Material supplied
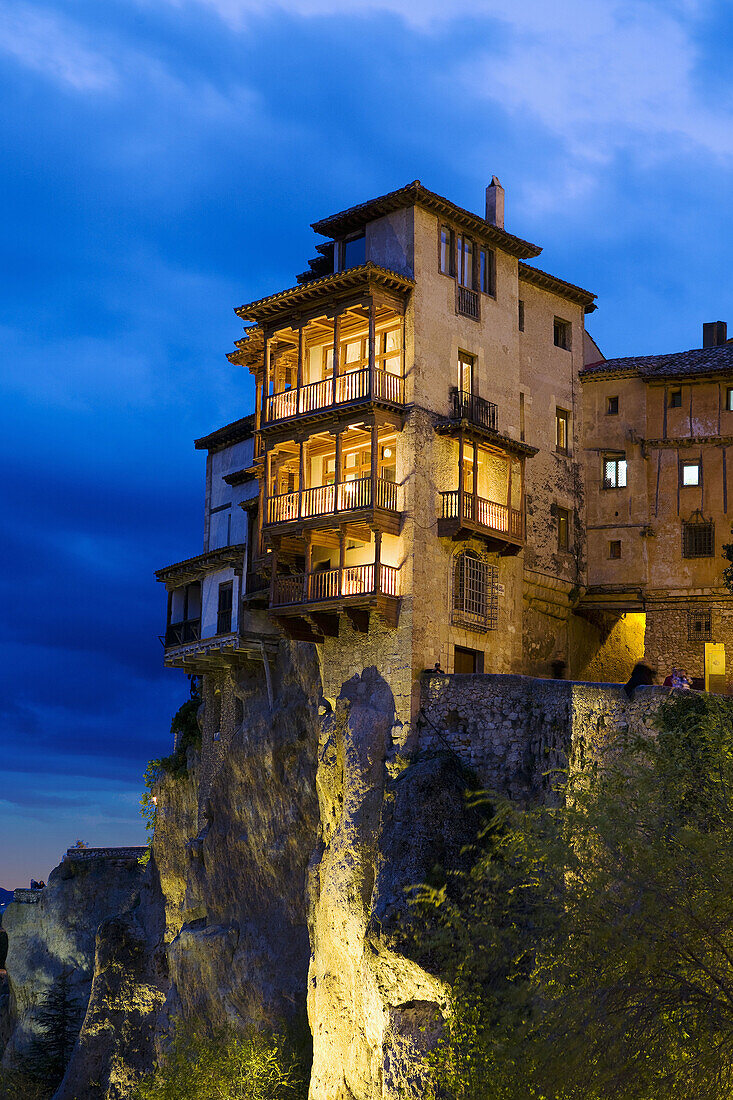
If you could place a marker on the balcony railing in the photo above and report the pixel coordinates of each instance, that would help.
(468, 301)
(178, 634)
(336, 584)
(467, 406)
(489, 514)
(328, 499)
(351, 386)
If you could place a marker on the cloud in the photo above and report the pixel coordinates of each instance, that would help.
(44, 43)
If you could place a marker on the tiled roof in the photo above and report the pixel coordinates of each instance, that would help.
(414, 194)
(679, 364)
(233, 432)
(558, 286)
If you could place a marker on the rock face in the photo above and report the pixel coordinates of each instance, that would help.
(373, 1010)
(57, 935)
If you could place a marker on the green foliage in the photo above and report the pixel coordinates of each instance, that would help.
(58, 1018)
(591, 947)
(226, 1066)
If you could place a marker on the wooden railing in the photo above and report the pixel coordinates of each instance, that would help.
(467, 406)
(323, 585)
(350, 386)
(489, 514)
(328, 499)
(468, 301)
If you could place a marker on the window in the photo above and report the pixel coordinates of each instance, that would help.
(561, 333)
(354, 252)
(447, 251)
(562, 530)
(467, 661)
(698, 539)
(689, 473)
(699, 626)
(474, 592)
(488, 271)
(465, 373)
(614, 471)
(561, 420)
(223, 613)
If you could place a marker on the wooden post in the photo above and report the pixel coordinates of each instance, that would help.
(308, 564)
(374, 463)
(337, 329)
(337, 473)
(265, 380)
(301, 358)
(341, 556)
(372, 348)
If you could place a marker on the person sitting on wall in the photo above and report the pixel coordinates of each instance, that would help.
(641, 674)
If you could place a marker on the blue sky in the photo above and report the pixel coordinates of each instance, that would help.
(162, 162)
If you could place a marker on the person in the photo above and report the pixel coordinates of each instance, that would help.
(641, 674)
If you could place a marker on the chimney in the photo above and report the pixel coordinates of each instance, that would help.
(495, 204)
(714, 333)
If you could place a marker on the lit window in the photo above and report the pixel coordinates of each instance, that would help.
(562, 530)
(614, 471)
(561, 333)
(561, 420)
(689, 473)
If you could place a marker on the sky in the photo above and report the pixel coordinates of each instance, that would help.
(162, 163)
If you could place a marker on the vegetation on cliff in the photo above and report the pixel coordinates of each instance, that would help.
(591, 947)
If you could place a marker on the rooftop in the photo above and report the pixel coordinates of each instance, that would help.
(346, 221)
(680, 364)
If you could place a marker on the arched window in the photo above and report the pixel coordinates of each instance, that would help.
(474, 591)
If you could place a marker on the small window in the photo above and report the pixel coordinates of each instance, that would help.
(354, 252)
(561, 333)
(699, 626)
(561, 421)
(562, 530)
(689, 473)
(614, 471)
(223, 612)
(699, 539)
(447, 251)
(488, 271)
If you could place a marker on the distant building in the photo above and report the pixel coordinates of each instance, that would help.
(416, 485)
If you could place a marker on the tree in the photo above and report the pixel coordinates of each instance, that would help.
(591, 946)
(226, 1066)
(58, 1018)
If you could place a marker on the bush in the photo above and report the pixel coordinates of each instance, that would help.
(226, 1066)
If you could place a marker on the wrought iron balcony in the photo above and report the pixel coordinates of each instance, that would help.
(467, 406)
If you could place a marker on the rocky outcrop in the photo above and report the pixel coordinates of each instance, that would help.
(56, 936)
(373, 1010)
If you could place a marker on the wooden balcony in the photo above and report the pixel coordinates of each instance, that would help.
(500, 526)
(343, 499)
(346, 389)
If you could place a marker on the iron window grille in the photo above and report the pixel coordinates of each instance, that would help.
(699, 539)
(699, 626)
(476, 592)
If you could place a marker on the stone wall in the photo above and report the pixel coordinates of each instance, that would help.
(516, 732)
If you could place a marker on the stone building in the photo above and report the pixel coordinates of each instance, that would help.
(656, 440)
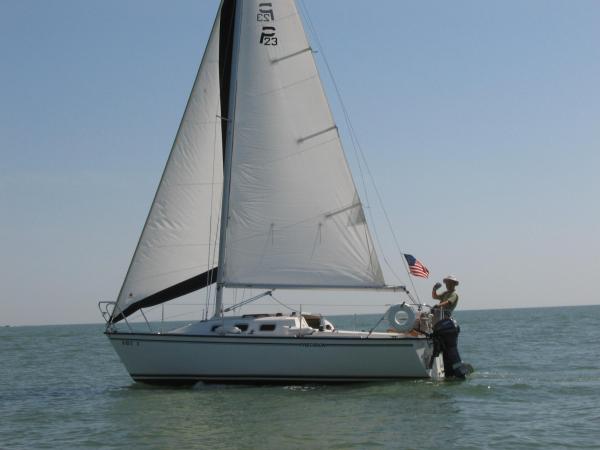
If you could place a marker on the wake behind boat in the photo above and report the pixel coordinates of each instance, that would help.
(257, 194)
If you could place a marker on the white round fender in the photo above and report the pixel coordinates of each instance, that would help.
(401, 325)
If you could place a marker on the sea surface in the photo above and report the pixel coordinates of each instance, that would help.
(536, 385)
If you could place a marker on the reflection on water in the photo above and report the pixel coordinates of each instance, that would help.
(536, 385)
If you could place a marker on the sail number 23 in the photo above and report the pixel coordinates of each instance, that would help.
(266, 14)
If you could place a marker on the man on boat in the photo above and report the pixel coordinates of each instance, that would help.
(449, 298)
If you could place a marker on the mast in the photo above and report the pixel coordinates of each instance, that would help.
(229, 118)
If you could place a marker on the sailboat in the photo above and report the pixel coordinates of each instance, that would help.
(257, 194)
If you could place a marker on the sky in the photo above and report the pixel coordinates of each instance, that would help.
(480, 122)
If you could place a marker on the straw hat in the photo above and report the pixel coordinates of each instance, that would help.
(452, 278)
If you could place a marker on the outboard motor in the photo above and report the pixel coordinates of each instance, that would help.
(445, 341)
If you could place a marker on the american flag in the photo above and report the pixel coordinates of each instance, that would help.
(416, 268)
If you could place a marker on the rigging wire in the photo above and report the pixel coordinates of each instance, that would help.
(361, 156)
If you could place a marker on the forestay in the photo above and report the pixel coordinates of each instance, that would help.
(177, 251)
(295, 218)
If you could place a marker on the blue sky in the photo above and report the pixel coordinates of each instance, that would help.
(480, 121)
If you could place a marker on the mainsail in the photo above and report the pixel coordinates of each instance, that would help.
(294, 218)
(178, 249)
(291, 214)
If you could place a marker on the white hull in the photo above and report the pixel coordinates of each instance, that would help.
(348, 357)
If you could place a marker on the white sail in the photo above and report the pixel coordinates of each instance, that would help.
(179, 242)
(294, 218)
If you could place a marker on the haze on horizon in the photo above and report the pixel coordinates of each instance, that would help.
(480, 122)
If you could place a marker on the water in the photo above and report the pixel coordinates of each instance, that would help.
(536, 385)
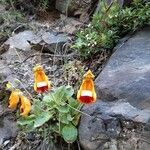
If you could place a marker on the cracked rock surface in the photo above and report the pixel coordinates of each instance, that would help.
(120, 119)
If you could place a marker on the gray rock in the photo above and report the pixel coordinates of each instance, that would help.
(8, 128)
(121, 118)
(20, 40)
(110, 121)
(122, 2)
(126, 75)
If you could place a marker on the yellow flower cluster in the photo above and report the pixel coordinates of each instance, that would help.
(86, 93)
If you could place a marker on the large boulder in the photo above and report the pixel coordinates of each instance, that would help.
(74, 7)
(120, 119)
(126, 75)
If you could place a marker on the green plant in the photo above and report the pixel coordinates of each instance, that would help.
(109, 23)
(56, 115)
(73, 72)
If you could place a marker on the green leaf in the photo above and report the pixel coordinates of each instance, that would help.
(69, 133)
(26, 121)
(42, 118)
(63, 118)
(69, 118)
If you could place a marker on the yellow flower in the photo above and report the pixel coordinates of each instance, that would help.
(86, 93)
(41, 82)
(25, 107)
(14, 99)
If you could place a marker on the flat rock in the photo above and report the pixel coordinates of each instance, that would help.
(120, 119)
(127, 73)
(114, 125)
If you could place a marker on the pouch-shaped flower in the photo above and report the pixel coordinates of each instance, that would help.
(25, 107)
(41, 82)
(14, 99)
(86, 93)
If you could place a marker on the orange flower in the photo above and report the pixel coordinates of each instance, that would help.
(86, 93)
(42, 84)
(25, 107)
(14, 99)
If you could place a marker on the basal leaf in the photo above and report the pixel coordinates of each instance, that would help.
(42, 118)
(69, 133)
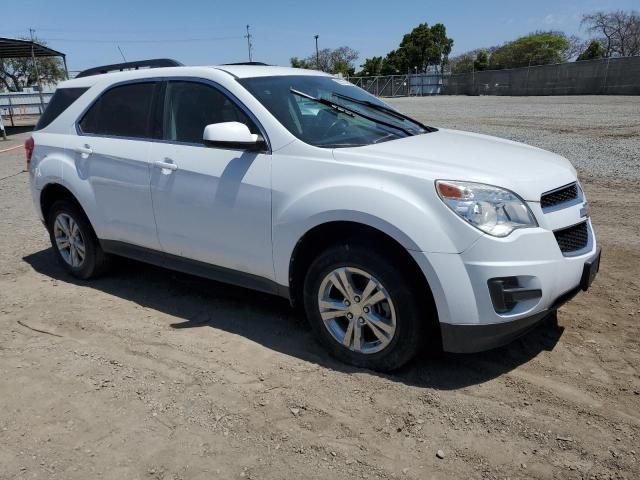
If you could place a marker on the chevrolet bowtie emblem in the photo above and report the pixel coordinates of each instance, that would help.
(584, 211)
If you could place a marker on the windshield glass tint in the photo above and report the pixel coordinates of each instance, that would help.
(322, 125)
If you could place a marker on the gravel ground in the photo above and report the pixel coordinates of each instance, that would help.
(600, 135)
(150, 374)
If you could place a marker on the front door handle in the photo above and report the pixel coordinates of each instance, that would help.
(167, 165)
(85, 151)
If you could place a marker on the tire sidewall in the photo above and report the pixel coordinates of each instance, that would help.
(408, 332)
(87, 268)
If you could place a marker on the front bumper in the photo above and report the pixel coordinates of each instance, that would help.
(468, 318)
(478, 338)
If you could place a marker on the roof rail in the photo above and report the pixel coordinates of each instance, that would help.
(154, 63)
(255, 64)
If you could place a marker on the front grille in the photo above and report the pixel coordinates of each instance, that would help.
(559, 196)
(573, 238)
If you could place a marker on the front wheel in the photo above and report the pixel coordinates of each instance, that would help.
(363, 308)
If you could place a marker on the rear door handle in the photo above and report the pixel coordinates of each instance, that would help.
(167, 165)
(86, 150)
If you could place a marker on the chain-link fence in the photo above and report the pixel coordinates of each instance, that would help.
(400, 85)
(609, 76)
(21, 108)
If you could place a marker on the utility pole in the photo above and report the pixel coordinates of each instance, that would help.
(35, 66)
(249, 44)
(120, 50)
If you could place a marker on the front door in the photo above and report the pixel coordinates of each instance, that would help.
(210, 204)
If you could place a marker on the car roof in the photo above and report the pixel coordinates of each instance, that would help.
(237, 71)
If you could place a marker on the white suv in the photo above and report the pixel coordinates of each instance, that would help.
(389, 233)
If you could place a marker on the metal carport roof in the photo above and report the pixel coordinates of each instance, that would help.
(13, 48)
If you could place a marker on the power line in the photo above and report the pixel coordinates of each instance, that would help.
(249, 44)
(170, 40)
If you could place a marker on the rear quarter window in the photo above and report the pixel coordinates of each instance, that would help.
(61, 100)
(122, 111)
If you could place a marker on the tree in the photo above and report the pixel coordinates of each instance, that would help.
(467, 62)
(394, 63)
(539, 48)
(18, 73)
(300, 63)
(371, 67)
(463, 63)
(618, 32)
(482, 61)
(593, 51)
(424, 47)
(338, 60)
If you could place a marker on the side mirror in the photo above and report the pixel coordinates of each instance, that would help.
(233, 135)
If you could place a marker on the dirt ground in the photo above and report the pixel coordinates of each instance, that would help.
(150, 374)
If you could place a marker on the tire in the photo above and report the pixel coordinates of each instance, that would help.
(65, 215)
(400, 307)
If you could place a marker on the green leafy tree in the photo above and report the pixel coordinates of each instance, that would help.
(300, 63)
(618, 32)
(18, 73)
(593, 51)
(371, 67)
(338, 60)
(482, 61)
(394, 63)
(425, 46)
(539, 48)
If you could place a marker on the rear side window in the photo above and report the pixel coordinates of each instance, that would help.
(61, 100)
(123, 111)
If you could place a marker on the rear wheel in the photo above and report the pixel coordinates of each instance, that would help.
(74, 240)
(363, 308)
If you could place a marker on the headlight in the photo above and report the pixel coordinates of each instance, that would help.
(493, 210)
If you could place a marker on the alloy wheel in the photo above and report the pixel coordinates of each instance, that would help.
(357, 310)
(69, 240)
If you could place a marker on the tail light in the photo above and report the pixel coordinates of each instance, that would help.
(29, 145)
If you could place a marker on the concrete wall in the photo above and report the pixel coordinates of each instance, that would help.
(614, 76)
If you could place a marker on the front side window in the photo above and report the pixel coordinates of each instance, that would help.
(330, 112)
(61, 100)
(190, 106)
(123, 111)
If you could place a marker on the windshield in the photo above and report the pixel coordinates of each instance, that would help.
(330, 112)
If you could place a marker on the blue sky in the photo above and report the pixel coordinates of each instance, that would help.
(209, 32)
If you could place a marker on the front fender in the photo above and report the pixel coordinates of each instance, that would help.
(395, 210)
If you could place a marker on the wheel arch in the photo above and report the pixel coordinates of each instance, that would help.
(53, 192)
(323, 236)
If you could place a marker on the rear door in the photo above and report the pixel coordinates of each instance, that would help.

What is expected
Look above for the line containing "If you could place a marker on the green leafy", then transcribe it and all lines after it through the last, exactly and with nothing else.

Exercise answer
If you could place a marker on the green leafy tree in the photo above and report the pixel coordinates of each instance, that would help.
(300, 63)
(618, 32)
(18, 73)
(593, 51)
(371, 67)
(338, 60)
(482, 61)
(394, 63)
(425, 46)
(539, 48)
If you could place a marker on the rear side window in the photo above and report the pixel coordinates of each instance, that would help.
(61, 100)
(123, 111)
If you could place a marker on the rear wheel in the photo above and report the pixel coordinates of each instance, that would help.
(74, 240)
(363, 308)
If you could place a marker on the headlight in the photo above and report the pixel coordinates of each instance, that would help.
(493, 210)
If you could place a marker on the alloy wheel in the photo above and report the pixel coordinates of each instance, that would help.
(357, 310)
(69, 240)
If you could place a marker on the tail light in the photo above and report the pixel coordinates of each instance, that would help.
(29, 145)
If you could place a marker on the concrete wall in the photo above and report the pixel coordinates of each instance, that would help.
(614, 76)
If you could place a marker on the front side window in the photo above and report the pixel coordinates of each instance, that would help.
(330, 112)
(61, 100)
(190, 106)
(123, 111)
If you could place a marker on the windshield in the photo above and report the pixel coordinates of each instance, that would help.
(330, 112)
If you could place a marker on the blue sky in the photo above and report the pixel coordinates of each instance, that would help.
(209, 32)
If you could place a marker on the front fender in the photo above and report the pixel coordinates of each instance, that would help.
(395, 210)
If you could place a marker on the wheel arch in the photo above and report the pixel coordinates of each instance, that would help.
(53, 192)
(323, 236)
If you could place a marker on the rear door in the photo above and report the pixel coordinates of each instance, that would help.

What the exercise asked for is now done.